(AIM) Which lines in the records below contain the string "team"? List each of them in full.

(DATA ROWS)

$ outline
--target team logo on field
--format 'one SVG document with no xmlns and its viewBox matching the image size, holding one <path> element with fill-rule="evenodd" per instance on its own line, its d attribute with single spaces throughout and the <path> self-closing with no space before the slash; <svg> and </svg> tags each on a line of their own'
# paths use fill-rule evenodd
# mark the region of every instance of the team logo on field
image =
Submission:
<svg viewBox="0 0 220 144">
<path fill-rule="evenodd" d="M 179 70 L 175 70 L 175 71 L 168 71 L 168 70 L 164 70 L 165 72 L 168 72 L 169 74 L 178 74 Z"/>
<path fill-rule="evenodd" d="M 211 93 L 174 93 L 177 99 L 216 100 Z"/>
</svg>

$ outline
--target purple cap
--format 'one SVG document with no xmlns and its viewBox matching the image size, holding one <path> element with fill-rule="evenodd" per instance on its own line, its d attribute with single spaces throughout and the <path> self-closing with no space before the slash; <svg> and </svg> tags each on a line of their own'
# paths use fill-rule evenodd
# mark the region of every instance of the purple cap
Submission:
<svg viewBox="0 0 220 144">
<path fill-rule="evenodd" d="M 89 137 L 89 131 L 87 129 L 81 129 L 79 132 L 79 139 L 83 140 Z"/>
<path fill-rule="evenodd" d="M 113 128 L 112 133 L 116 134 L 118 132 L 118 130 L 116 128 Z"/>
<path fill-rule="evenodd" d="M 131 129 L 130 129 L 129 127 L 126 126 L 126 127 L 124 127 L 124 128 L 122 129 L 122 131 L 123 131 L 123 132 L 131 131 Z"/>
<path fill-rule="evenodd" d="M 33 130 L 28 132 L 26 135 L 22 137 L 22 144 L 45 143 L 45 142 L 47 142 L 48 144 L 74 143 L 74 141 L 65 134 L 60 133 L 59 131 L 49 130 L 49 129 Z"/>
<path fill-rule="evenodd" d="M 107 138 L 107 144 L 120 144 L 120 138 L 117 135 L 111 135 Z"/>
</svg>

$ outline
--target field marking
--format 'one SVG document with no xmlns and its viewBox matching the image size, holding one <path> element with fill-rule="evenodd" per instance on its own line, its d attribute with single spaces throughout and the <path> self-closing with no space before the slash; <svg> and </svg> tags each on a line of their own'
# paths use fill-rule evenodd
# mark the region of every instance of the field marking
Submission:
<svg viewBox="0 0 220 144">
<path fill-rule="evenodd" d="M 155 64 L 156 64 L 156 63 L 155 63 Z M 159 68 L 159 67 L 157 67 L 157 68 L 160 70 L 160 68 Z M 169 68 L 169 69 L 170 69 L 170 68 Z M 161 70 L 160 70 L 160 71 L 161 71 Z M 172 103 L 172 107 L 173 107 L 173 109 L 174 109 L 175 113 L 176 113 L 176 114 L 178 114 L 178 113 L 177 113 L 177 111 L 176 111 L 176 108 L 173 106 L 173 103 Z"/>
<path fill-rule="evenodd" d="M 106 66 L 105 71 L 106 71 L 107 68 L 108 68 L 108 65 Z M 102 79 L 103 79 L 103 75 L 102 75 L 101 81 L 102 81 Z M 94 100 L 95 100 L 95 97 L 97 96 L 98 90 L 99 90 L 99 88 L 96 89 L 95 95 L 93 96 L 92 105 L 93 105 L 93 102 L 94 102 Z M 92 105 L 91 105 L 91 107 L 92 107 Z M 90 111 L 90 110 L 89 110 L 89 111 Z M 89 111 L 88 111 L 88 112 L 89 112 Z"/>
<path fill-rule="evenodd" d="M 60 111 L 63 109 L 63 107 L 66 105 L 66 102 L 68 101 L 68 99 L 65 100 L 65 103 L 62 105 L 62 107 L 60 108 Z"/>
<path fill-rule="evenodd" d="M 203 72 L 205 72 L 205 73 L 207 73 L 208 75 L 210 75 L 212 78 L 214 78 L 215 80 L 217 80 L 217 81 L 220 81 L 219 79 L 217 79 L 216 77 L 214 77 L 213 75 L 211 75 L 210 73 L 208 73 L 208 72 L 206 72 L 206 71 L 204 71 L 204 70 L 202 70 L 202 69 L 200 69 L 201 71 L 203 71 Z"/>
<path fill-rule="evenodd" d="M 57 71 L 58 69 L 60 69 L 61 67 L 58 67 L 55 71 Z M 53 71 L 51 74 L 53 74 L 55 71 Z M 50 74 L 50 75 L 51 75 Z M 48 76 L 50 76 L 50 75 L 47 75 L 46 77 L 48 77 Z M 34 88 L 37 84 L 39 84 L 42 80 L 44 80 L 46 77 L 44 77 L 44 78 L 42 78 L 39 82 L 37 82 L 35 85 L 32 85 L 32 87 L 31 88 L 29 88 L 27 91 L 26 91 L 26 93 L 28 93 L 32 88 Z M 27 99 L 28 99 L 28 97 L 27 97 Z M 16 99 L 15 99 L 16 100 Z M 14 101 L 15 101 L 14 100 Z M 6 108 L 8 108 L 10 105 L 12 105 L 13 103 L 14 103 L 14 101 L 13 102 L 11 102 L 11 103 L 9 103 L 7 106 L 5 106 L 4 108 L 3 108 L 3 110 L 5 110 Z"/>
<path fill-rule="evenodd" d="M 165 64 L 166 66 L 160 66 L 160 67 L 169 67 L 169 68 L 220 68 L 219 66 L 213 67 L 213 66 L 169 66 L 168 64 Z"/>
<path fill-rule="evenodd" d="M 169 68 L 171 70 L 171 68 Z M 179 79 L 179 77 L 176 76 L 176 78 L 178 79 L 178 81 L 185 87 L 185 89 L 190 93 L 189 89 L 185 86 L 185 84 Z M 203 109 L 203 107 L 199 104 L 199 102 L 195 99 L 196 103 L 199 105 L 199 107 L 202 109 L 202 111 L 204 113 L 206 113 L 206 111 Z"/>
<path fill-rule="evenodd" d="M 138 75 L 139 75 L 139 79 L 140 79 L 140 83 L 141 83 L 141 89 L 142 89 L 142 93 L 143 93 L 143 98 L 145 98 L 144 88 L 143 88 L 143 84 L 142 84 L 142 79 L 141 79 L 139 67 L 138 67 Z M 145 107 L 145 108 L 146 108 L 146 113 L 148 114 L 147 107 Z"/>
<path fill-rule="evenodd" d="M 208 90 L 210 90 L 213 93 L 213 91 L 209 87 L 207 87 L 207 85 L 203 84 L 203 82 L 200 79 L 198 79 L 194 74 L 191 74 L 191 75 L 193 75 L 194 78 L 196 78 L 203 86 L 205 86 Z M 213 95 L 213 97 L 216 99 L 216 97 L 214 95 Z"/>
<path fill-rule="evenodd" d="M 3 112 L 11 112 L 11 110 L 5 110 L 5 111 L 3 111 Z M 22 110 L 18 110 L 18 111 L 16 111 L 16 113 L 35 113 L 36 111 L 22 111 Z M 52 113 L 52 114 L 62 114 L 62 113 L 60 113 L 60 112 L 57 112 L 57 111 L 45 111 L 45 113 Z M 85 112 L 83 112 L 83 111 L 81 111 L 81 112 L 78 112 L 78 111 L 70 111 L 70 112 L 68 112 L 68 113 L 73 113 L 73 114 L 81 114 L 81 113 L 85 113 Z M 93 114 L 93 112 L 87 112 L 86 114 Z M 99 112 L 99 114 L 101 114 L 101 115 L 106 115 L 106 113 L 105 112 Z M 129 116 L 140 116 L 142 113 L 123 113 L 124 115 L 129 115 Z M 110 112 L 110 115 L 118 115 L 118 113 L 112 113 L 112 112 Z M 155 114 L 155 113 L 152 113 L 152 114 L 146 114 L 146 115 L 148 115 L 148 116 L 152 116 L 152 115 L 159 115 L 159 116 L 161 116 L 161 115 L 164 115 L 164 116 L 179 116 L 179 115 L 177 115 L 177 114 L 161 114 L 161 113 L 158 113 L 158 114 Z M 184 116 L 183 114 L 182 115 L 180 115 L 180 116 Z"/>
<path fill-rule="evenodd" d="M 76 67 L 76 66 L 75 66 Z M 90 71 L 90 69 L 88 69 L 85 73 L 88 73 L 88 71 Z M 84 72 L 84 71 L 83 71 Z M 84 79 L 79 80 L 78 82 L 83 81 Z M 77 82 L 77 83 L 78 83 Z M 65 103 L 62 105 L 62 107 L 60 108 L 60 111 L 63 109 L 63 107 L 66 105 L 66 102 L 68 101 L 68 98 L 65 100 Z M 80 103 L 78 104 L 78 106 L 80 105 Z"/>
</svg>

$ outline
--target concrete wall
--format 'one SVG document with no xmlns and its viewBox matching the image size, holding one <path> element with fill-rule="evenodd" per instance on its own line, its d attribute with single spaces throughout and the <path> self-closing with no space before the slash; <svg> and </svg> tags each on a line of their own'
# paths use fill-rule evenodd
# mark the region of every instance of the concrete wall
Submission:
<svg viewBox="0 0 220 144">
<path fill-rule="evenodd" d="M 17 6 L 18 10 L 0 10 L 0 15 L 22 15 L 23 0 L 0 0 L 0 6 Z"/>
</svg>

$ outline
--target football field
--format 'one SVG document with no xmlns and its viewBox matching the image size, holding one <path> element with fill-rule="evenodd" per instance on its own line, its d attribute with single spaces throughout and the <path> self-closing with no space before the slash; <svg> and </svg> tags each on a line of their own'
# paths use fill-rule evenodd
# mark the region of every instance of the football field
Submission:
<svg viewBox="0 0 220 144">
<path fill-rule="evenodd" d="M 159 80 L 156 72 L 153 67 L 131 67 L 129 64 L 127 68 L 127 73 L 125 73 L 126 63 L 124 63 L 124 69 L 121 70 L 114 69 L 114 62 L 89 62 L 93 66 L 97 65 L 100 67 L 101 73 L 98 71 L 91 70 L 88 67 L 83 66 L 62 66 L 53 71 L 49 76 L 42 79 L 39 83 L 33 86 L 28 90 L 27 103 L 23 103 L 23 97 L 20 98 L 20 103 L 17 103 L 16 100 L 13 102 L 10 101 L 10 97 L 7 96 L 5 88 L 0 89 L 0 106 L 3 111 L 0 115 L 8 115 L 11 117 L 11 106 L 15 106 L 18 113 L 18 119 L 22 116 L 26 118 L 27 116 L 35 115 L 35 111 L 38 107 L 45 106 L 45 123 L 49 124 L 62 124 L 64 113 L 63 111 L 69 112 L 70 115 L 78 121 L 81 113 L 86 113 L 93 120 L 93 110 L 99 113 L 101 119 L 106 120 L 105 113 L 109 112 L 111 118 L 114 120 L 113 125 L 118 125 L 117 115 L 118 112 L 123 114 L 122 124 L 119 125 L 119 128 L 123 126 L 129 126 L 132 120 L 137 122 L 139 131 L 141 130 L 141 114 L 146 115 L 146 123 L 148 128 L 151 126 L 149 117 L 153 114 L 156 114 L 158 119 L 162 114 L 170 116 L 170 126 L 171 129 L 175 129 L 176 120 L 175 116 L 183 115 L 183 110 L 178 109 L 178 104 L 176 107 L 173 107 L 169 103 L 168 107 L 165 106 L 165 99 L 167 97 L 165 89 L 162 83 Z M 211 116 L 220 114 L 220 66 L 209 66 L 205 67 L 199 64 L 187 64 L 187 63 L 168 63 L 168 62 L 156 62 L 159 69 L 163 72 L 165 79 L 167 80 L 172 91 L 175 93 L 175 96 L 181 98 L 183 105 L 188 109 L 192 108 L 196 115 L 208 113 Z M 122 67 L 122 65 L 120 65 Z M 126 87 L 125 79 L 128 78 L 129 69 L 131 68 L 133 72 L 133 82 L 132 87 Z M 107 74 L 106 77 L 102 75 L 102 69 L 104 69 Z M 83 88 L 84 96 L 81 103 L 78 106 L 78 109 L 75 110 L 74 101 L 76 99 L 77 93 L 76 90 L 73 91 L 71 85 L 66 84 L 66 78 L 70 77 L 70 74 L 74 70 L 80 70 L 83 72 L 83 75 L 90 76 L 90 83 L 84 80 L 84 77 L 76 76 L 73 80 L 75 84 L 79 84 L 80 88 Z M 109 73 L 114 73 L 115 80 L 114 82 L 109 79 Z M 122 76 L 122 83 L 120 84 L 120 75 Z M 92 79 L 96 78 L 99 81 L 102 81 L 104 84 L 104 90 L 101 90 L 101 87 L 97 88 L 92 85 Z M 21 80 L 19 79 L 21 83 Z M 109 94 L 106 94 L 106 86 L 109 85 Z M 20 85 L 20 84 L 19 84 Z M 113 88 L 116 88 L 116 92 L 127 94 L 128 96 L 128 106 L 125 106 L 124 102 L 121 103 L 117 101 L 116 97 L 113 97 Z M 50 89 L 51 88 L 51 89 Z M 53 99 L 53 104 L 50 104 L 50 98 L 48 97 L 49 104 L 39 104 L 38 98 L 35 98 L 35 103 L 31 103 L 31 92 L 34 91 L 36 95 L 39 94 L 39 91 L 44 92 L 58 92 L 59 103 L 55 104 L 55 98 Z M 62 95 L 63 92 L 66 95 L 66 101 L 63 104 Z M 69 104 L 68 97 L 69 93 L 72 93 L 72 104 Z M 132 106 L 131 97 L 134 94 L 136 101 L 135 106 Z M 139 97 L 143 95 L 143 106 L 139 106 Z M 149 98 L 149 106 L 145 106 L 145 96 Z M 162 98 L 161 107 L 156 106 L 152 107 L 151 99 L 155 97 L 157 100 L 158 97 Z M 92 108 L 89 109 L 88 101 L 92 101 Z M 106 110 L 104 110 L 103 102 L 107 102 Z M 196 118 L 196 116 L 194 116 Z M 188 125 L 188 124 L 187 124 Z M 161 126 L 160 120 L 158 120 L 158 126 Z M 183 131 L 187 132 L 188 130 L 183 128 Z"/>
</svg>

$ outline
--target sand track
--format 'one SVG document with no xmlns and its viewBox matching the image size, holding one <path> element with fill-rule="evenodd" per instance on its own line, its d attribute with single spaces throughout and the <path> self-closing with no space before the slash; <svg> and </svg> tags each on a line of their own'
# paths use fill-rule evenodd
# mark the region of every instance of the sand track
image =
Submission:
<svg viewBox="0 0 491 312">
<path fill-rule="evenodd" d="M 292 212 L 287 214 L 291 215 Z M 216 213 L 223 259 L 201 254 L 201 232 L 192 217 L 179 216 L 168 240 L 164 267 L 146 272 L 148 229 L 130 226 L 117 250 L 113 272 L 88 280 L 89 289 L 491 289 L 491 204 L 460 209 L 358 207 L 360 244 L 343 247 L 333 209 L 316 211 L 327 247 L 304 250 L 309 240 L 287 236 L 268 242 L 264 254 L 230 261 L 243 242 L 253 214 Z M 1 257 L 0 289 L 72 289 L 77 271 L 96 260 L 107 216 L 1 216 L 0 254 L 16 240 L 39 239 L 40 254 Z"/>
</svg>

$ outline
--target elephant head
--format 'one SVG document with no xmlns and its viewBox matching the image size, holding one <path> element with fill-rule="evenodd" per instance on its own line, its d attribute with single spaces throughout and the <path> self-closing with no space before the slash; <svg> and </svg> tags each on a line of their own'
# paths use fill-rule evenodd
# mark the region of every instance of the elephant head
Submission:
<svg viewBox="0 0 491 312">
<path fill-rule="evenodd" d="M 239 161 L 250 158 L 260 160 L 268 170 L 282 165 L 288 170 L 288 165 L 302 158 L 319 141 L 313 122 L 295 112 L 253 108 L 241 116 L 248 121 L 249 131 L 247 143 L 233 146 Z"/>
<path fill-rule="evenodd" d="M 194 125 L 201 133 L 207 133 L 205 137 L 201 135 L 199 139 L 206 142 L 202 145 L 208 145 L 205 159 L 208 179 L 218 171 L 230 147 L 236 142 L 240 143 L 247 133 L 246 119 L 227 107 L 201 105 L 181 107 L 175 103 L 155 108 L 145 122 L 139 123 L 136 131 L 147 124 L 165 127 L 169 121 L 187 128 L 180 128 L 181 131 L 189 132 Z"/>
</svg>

(FINISHED TASK)
--target team logo on field
# mark the region of every instance of the team logo on field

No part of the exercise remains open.